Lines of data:
○ ○ ○
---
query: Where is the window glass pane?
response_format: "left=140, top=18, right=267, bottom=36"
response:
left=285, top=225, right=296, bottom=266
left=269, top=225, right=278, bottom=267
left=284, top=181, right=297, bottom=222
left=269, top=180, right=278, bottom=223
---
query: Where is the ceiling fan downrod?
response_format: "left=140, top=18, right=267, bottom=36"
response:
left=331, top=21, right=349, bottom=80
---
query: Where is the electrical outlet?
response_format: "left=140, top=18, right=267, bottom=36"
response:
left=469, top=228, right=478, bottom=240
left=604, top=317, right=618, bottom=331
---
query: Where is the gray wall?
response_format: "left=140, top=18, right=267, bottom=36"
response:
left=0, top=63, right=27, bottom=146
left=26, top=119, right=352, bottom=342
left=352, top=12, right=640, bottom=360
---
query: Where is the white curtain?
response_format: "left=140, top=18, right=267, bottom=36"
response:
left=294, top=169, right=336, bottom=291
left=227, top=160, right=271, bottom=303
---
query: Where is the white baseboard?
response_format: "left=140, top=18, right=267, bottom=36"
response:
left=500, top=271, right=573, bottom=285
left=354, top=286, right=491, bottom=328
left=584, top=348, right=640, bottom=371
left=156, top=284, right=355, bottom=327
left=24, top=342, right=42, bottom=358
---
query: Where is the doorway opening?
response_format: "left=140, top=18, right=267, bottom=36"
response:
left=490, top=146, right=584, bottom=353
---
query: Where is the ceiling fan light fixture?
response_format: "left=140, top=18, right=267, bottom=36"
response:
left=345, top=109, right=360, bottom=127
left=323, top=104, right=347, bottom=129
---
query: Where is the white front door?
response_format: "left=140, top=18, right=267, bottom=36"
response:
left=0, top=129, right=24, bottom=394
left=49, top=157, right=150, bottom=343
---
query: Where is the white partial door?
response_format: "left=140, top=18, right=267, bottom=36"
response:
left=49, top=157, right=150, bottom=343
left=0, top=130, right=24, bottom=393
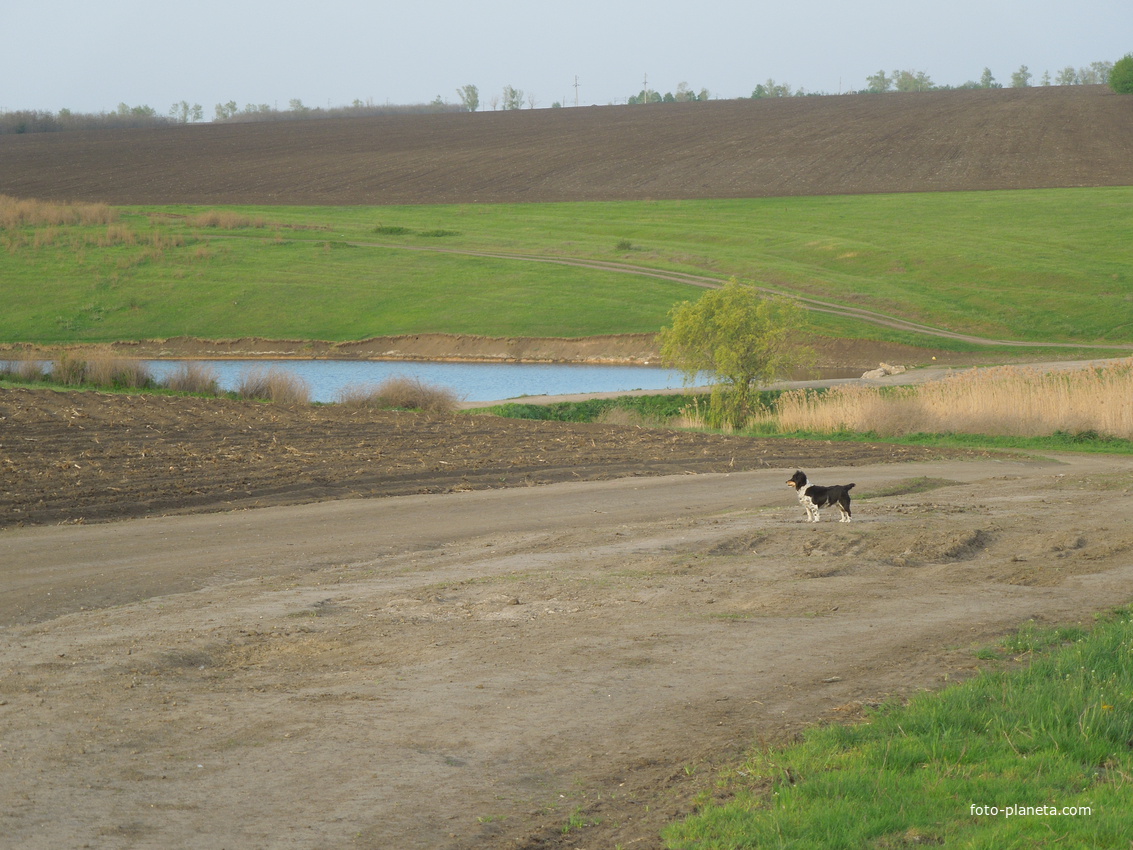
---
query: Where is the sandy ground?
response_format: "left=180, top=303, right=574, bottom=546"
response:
left=0, top=448, right=1133, bottom=848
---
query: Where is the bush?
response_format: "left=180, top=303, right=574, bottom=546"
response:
left=236, top=368, right=310, bottom=405
left=1109, top=53, right=1133, bottom=94
left=0, top=355, right=46, bottom=384
left=165, top=363, right=220, bottom=396
left=84, top=356, right=154, bottom=390
left=51, top=354, right=86, bottom=386
left=339, top=375, right=457, bottom=414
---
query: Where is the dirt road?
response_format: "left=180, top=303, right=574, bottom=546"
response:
left=0, top=448, right=1133, bottom=848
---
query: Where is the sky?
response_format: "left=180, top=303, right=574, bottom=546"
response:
left=0, top=0, right=1133, bottom=119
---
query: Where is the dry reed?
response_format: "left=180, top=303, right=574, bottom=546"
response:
left=83, top=354, right=154, bottom=390
left=753, top=358, right=1133, bottom=440
left=186, top=210, right=266, bottom=230
left=0, top=354, right=48, bottom=384
left=236, top=368, right=310, bottom=405
left=338, top=375, right=457, bottom=414
left=51, top=354, right=86, bottom=386
left=0, top=195, right=118, bottom=230
left=164, top=363, right=220, bottom=396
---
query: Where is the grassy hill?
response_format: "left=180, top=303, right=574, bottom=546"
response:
left=0, top=86, right=1133, bottom=360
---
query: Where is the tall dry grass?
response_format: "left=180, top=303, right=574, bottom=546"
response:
left=186, top=210, right=267, bottom=230
left=0, top=195, right=118, bottom=230
left=338, top=375, right=457, bottom=414
left=164, top=362, right=220, bottom=396
left=0, top=354, right=48, bottom=384
left=236, top=367, right=310, bottom=405
left=84, top=354, right=155, bottom=390
left=752, top=358, right=1133, bottom=440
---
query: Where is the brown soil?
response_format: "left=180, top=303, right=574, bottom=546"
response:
left=0, top=86, right=1133, bottom=204
left=0, top=87, right=1133, bottom=850
left=0, top=390, right=1133, bottom=850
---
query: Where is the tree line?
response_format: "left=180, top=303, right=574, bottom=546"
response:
left=0, top=53, right=1133, bottom=135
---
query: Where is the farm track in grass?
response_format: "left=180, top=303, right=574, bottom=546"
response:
left=330, top=237, right=1133, bottom=351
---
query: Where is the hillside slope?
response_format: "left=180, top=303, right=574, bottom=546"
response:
left=0, top=86, right=1133, bottom=205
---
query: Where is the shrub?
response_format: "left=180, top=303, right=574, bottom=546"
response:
left=1109, top=53, right=1133, bottom=94
left=0, top=355, right=46, bottom=384
left=186, top=210, right=265, bottom=230
left=84, top=356, right=154, bottom=390
left=51, top=354, right=86, bottom=386
left=339, top=375, right=457, bottom=414
left=165, top=363, right=220, bottom=396
left=236, top=368, right=310, bottom=405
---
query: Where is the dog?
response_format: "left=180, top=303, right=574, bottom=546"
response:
left=786, top=469, right=853, bottom=522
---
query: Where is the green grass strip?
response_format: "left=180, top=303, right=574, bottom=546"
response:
left=664, top=609, right=1133, bottom=850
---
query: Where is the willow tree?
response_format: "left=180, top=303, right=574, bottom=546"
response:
left=659, top=278, right=813, bottom=426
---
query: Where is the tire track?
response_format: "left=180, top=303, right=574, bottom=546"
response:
left=346, top=241, right=1133, bottom=351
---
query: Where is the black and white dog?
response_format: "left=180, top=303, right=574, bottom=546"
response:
left=786, top=469, right=853, bottom=522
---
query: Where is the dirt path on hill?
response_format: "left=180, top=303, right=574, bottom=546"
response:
left=0, top=432, right=1133, bottom=850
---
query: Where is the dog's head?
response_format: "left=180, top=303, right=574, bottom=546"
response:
left=786, top=469, right=807, bottom=490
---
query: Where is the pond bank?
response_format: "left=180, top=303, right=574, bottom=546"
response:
left=0, top=333, right=974, bottom=371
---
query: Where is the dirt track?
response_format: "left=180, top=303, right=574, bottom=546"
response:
left=0, top=447, right=1133, bottom=848
left=0, top=78, right=1133, bottom=850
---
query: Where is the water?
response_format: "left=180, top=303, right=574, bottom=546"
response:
left=147, top=360, right=682, bottom=402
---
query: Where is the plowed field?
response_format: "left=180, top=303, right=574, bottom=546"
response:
left=0, top=86, right=1133, bottom=204
left=0, top=87, right=1133, bottom=850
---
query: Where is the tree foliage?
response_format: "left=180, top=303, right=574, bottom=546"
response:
left=457, top=84, right=480, bottom=112
left=503, top=85, right=523, bottom=109
left=1109, top=53, right=1133, bottom=94
left=659, top=278, right=813, bottom=426
left=1011, top=65, right=1034, bottom=88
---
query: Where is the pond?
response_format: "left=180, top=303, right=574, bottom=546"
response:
left=141, top=360, right=682, bottom=402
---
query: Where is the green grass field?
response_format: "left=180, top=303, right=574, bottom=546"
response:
left=0, top=188, right=1133, bottom=349
left=665, top=610, right=1133, bottom=850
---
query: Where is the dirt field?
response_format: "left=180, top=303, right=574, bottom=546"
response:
left=0, top=81, right=1133, bottom=850
left=0, top=390, right=1133, bottom=849
left=0, top=86, right=1133, bottom=204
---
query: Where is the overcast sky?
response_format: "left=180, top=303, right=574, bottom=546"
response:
left=0, top=0, right=1133, bottom=119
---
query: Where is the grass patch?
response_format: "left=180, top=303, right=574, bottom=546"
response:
left=470, top=394, right=689, bottom=425
left=0, top=187, right=1133, bottom=354
left=236, top=366, right=310, bottom=405
left=664, top=609, right=1133, bottom=850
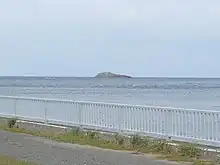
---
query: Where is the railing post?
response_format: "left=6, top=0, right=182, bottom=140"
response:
left=78, top=103, right=83, bottom=130
left=14, top=98, right=17, bottom=117
left=44, top=100, right=48, bottom=124
left=117, top=106, right=124, bottom=133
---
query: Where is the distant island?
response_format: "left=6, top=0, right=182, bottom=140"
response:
left=95, top=72, right=132, bottom=78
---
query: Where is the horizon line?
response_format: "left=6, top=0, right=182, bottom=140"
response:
left=0, top=75, right=220, bottom=79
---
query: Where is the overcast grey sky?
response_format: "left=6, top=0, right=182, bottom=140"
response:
left=0, top=0, right=220, bottom=77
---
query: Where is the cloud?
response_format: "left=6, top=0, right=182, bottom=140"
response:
left=0, top=0, right=220, bottom=38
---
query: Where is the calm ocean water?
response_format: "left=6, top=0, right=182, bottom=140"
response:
left=0, top=77, right=220, bottom=110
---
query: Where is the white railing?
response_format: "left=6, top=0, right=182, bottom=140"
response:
left=0, top=96, right=220, bottom=146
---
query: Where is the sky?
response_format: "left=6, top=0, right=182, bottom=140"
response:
left=0, top=0, right=220, bottom=77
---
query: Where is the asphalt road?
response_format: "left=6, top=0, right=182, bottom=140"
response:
left=0, top=131, right=182, bottom=165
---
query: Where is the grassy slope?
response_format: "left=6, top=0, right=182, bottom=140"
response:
left=0, top=155, right=36, bottom=165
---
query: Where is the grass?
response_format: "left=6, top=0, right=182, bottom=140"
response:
left=0, top=155, right=37, bottom=165
left=2, top=119, right=219, bottom=165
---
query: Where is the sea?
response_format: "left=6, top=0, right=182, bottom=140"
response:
left=0, top=77, right=220, bottom=110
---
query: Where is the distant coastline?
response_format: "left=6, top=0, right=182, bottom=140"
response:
left=95, top=72, right=132, bottom=78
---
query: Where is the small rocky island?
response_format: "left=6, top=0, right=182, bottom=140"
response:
left=95, top=72, right=132, bottom=78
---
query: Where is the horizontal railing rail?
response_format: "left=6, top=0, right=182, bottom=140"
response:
left=0, top=96, right=220, bottom=146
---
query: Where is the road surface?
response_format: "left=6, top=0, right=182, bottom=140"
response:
left=0, top=131, right=182, bottom=165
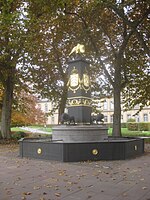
○ ○ ○
▶ **Your objective**
Echo verbatim the stretch of lines above, from the very first line through the line that contains "left=323, top=104, right=347, bottom=129". Give only those lines.

▶ **Correct result**
---
query: Where is the window glass pane?
response_format: "left=140, top=18, right=267, bottom=36"
response:
left=285, top=225, right=296, bottom=266
left=269, top=225, right=278, bottom=267
left=284, top=181, right=297, bottom=222
left=269, top=180, right=278, bottom=223
---
query: Where is the ceiling fan downrod?
response_format: "left=140, top=18, right=267, bottom=36"
response:
left=331, top=21, right=349, bottom=80
---
query: Where is the electrical outlet?
response_format: "left=140, top=18, right=267, bottom=36"
response:
left=469, top=228, right=478, bottom=240
left=604, top=317, right=618, bottom=331
---
query: Where is the gray wall?
response_format: "left=140, top=18, right=267, bottom=36"
response:
left=0, top=63, right=27, bottom=146
left=26, top=119, right=352, bottom=342
left=352, top=12, right=640, bottom=360
---
query: Where is the white curtain?
response_format: "left=140, top=18, right=267, bottom=36"
response:
left=294, top=169, right=336, bottom=291
left=227, top=160, right=271, bottom=303
---
query: Where is the white baseboard?
response_format: "left=140, top=18, right=267, bottom=36"
response:
left=500, top=271, right=573, bottom=285
left=354, top=286, right=491, bottom=328
left=584, top=348, right=640, bottom=371
left=156, top=284, right=355, bottom=327
left=24, top=342, right=42, bottom=358
---
query: Where is the doorway opening?
response_format: "left=140, top=18, right=267, bottom=36"
response:
left=490, top=146, right=584, bottom=353
---
query: Where is the ceiling fan light fixture?
response_format: "left=140, top=18, right=267, bottom=36"
response:
left=345, top=109, right=360, bottom=127
left=323, top=104, right=347, bottom=129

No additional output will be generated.